# nissan altima 07 rattle



## jasonmartinez (Mar 23, 2013)

so there's this rattle that starts when my car is fully stopped and in occasions like on the video on parked, it's like a rattling noise, i don't know what it is. if anyone knows or has had this i'd appreciate the help, the link to video is down below.


----------



## rogoman (Dec 16, 2004)

Check for loose heat shields around the exhaust manifold and exhaust pipe.


----------



## panbacca (Jun 24, 2010)

Sounds like when my cabin air blower motor had some debris stuck inside of it.


----------



## wilburk (Dec 29, 2012)

Might help if you could get out of the car while it's rattling and try to locate the area that it seems to be coming from. It's a bit hard to distinguish the type of rattle (metal, plastic, whatever) from the video.


----------



## gman1904 (Sep 3, 2012)

EXCERPTED RECORDS:

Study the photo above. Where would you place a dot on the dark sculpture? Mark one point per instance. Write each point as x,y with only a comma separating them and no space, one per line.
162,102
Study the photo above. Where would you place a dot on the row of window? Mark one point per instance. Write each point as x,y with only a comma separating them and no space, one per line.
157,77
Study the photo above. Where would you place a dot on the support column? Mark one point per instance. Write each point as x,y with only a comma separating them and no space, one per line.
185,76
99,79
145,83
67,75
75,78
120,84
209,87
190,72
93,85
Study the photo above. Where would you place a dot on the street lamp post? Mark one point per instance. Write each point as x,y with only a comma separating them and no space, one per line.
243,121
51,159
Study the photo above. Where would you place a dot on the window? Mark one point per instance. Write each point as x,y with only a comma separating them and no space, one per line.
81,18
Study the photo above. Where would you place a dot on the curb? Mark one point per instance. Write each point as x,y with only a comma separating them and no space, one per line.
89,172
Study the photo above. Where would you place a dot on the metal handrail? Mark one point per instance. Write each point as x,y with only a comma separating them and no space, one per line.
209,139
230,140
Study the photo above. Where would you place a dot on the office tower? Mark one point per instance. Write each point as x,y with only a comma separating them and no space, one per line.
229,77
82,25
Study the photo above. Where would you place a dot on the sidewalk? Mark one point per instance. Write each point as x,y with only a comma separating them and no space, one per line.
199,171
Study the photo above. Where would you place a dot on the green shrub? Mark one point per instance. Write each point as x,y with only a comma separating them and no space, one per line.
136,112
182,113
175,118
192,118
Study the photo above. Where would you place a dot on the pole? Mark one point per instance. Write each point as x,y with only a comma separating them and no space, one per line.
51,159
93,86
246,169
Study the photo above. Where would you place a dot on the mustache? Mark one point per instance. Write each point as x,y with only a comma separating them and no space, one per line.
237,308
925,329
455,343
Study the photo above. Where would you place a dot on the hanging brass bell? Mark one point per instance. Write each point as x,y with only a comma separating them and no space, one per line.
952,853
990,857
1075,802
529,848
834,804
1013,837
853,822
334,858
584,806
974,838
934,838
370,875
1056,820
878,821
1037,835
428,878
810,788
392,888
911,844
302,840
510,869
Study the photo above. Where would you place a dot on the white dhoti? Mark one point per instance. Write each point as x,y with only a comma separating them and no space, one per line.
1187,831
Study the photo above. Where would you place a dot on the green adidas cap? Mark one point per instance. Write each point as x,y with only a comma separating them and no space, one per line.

INSTRUCTION A: In the Altima rattle thread, what does rogoman suggest checking?
INSTRUCTION B: Summarize the Altima rattle thread in two sentences.
INSTRUCTION C: Duplicate the part of the Altima rattle thread from "# nissan altima" to "is down below.".
The data come from a source other than the forum thread.

WRITTEN ANSWER A: Loose heat shields around the exhaust manifold and exhaust pipe.

WRITTEN ANSWER B: A user reports a rattling noise in an '07 Nissan Altima that starts when the car is fully stopped, and sometimes while it is parked, and asks for help. Replies suggest checking for loose heat shields around the exhaust manifold and exhaust pipe, mention a similar sound caused by debris in a cabin air blower motor, and advise getting out of the car to find where the rattle is coming from.

WRITTEN ANSWER C:
# nissan altima 07 rattle



## jasonmartinez (Mar 23, 2013)

so there's this rattle that starts when my car is fully stopped and in occasions like on the video on parked, it's like a rattling noise, i don't know what it is. if anyone knows or has had this i'd appreciate the help, the link to video is down below.